** begin GIVEN RECORDS **

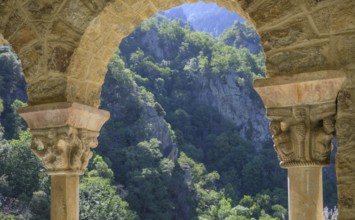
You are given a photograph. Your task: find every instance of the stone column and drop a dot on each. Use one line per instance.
(302, 111)
(63, 135)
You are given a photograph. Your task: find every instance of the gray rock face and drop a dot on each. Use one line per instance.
(239, 104)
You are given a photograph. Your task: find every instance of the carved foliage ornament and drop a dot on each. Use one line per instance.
(64, 150)
(302, 135)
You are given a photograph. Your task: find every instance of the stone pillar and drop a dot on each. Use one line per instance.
(63, 135)
(302, 111)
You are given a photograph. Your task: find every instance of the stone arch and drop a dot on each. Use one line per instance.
(105, 32)
(54, 40)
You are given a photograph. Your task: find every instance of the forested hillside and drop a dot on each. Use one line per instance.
(187, 137)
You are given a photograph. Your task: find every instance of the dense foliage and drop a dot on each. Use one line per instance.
(164, 154)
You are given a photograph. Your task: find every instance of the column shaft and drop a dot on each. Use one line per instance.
(65, 197)
(305, 193)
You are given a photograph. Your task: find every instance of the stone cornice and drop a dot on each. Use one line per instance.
(300, 89)
(64, 114)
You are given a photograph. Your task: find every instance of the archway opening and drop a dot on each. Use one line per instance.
(186, 89)
(157, 105)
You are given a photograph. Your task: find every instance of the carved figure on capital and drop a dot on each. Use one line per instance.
(323, 140)
(282, 141)
(64, 149)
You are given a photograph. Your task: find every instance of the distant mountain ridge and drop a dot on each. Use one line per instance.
(209, 18)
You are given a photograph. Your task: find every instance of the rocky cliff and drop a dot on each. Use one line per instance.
(239, 104)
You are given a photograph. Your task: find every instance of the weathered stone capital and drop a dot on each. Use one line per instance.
(63, 135)
(302, 135)
(302, 111)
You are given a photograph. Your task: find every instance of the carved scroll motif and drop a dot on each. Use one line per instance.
(64, 150)
(302, 135)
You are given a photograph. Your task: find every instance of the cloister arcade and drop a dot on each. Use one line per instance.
(309, 90)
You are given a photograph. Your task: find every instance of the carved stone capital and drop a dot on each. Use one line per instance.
(302, 135)
(64, 150)
(63, 135)
(302, 111)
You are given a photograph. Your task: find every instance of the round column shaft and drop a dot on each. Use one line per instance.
(305, 193)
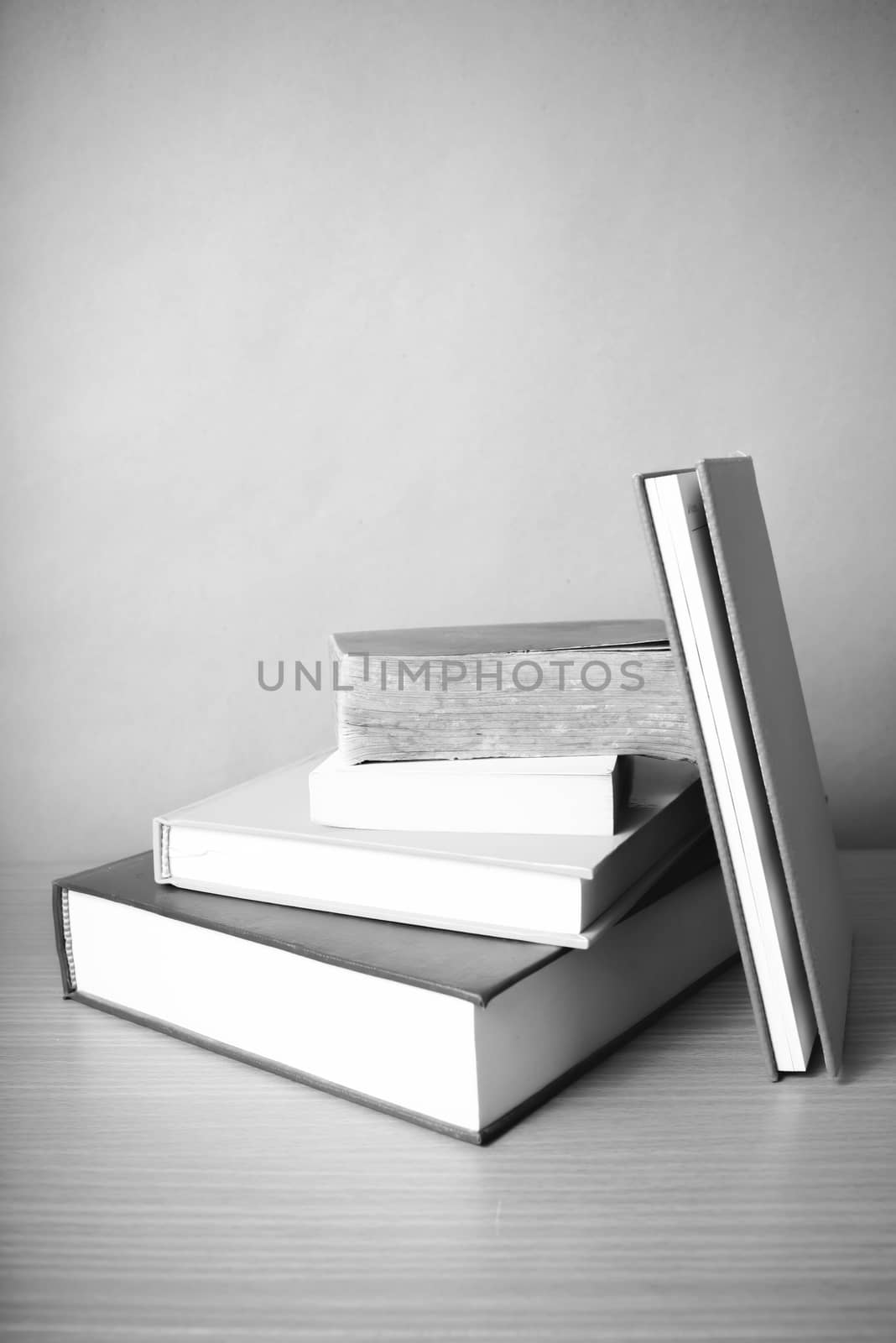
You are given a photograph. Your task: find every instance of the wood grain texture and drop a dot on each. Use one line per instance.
(152, 1190)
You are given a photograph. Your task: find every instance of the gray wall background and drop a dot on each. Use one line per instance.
(344, 315)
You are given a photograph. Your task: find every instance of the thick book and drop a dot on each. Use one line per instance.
(551, 689)
(459, 1033)
(728, 633)
(259, 843)
(549, 796)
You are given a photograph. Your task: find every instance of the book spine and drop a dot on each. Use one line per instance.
(63, 939)
(161, 850)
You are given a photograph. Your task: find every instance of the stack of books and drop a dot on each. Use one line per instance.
(508, 865)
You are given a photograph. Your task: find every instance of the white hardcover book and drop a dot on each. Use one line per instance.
(258, 841)
(553, 796)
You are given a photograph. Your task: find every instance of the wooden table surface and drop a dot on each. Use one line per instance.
(152, 1190)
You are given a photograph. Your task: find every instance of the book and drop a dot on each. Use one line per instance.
(459, 1033)
(553, 689)
(553, 796)
(730, 635)
(259, 843)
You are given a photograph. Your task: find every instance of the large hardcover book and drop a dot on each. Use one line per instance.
(258, 841)
(728, 633)
(461, 1033)
(550, 689)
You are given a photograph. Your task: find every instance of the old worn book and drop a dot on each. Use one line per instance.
(463, 1034)
(730, 635)
(548, 796)
(258, 841)
(576, 688)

** end GIVEN RECORDS **

▸ WHAT IS BEING ASKED:
Go through the listing above and write it all out exactly, leaving out any picture.

▸ CORRECT OUTPUT:
You are given a photograph. Your task: find every instance of the stone column and drop a dot on each. Use one line per instance.
(302, 111)
(63, 135)
You are given a photograph. Your task: find every instance of the gray rock face and drop a dot on each. Use one line per instance.
(239, 104)
You are given a photograph. Your task: find every instance of the carved foliage ornament and drop a dot on each. Use one line per instance.
(64, 150)
(302, 135)
You are given a photograph. Your task: find every instance of the stone pillar and drop a dot on each. Use one line per instance.
(63, 135)
(302, 111)
You are given a photograph. Your task: find every instance of the stone arch and drop a dot on each. Use one line per instance.
(105, 32)
(54, 40)
You are given a photograph. Your task: find every instance of the forested hillside and drop a dot on each. Use one line per instance.
(187, 137)
You are given a photograph. Your task: find every instance of the dense foliage and drop a dot on each. Use one line per instance.
(164, 154)
You are given a photograph. Your task: find every instance of the column shaft and drop a dot on each. Use one line per instance.
(65, 197)
(305, 193)
You are given a photograph. Your task: find every instance of the stone cornice and drop a dot on each. Use one line per instance.
(300, 89)
(64, 114)
You are given a photograph. Your task: find every instance of the archway opening and drop a dot on each. Use one line per instance.
(186, 89)
(157, 105)
You are given a photograph. Your task: find every instance of the carved figure on capital and drop a dot on each. Use one line per instance.
(323, 140)
(282, 141)
(64, 149)
You are given a photograph. Your task: find every instance of the distant mountain ridge and drop a dot on each. Use one line per instance.
(209, 18)
You are given a photograph. Your task: find every instance of the rocky cliff and drop a dot on each. Use one line per instance.
(239, 104)
You are given a photograph. Your task: find every instance of the weathered stone capital and drop a dot on each. Use one line per instance.
(63, 135)
(302, 135)
(302, 111)
You are given a photograph. Your task: find every instance of the carved scroll motif and drop a dot on each. Use one line per instance.
(64, 150)
(302, 135)
You are given a photograph. Your task: find every instance of the cloister arcade and drop a dot on each. Use one line per instance.
(309, 90)
You are given a photograph. Your task: find every instance of the carved stone capital and drop a dot on each. Use one line per instance.
(302, 135)
(64, 150)
(63, 135)
(302, 111)
You are given a photograph. Your task: find every instance of the round column shaft and drop a dot on each. Use one line per instance.
(305, 193)
You are given a photograph. Your task: find every instance of the wood grain texture and drop a dot on each. Use one line per instance.
(152, 1190)
You are given a photograph. Your task: find every instance of the gray wall background and drop a dot on each. Use one line per instance.
(344, 315)
You are given a photograph. Your task: find every instance of the thick book and drop a dot on each. Use one line per instance.
(551, 689)
(459, 1033)
(728, 633)
(259, 843)
(549, 796)
You are given a photograph. Your task: find every instance of the book spine and drop a dot on each. Use one line per instance.
(63, 939)
(161, 850)
You are given a photograph. Your task: find every instance of the stack of books and drop a dot on each. Use one line per instance.
(508, 865)
You are given a photograph. Your task: find every instance of the white hardcover book and drop a dot on each. Use one line per instance.
(258, 841)
(553, 796)
You are given a photograph. Your task: find every instance of the wooden table surface and drop a dot on each. Use one line per instance.
(152, 1190)
You are given a photograph. Your task: find every instance of the book and drop a dot on each. Use one line per instance.
(459, 1033)
(553, 689)
(553, 796)
(730, 635)
(259, 843)
You are given a photograph. Your task: find every instance of the large hardcover book and drop a dot on each. Use one line per instance.
(258, 841)
(728, 633)
(461, 1033)
(550, 689)
You are given a photograph. Your task: find every instance of the old worn book and drop a dot on each. Use one line per instance.
(463, 1034)
(730, 635)
(548, 796)
(258, 841)
(576, 688)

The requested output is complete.